Instructions for the task:
Rewrite all the records below with "Find" switched to "Locate" wherever it occurs, keeping everything else the same. Leave out the pictures.

Available records:
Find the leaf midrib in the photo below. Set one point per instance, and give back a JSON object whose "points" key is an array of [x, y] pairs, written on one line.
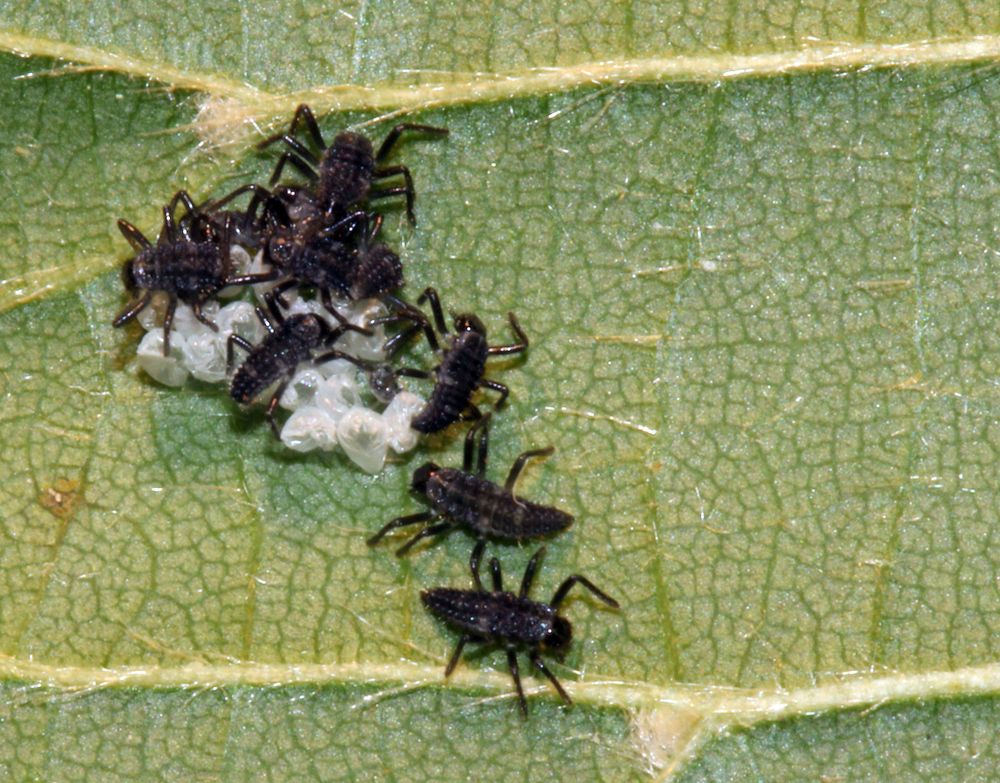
{"points": [[446, 88], [733, 706]]}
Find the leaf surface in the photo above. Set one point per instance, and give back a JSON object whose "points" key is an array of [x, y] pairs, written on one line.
{"points": [[763, 317]]}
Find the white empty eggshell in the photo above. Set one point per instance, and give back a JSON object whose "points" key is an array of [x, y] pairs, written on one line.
{"points": [[397, 417], [362, 436], [302, 388], [309, 428], [337, 395], [203, 357], [240, 318], [168, 370]]}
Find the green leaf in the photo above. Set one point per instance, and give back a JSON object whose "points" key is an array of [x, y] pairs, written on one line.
{"points": [[763, 316]]}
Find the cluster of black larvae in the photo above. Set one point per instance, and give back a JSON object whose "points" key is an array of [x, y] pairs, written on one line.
{"points": [[320, 236]]}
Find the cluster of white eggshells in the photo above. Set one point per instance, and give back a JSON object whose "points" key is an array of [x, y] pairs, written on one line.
{"points": [[330, 408]]}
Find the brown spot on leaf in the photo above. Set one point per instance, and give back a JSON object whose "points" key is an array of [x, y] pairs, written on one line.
{"points": [[61, 498]]}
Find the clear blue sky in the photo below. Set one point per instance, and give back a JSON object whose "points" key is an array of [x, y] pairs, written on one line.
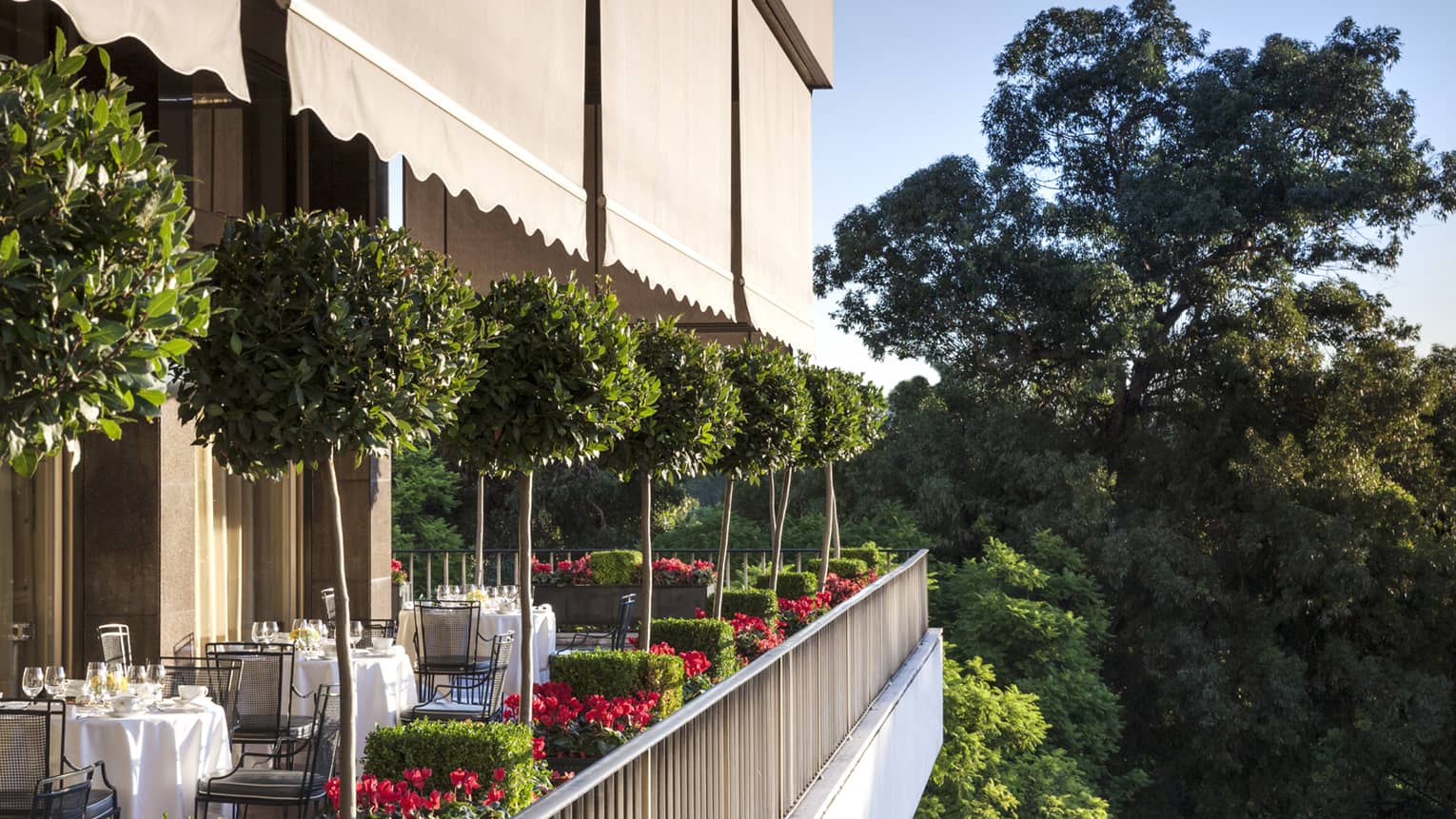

Solution to this problem:
Locate the leaf midrib in the photo below. Set one point per instance, and give back a JSON object whose "points" key is an array of [x, y] pairs, written on one line.
{"points": [[446, 88], [733, 706]]}
Locate the leaf surface in the photo above. Set one point per instance, and give back a JSON object whose "points" key is an array of [x, y] pairs, written on one line.
{"points": [[763, 317]]}
Locate the white empty eggshell in the photo above. Set one point per instance, and give back a JSON object whose "points" key is an array of [x, y] pairs, written on one line.
{"points": [[397, 417], [362, 436], [302, 388], [309, 428], [337, 395], [203, 357], [240, 318], [168, 370]]}
Locate the green leaf in the photo above. Set one point per instance, and give back a JSON object whose "points" key is an array of [x, y] pairs, written on one line.
{"points": [[763, 316]]}
Locate the cluster of black larvae in the photo above. Set one point per instance, and give back a JSON object whose "points" key is an array of [x, y] pairs, written on one line.
{"points": [[320, 236]]}
Locate the cluster of white eggshells in the photo above. Set one point per instance, and give back a JSON object whose "points" key is an array of [x, y] pairs, written on one line.
{"points": [[330, 408]]}
Locate the brown spot on leaf in the photo above. Set one point per instance, and give back a JSON object whose "points" key is an array of [x, y] pairs, written on one line.
{"points": [[61, 498]]}
Locate the clear blue sky in the photo below. Set one point per instance, and give back a JSON object whose "points" key is an array of [x, y] pairs, written on one line.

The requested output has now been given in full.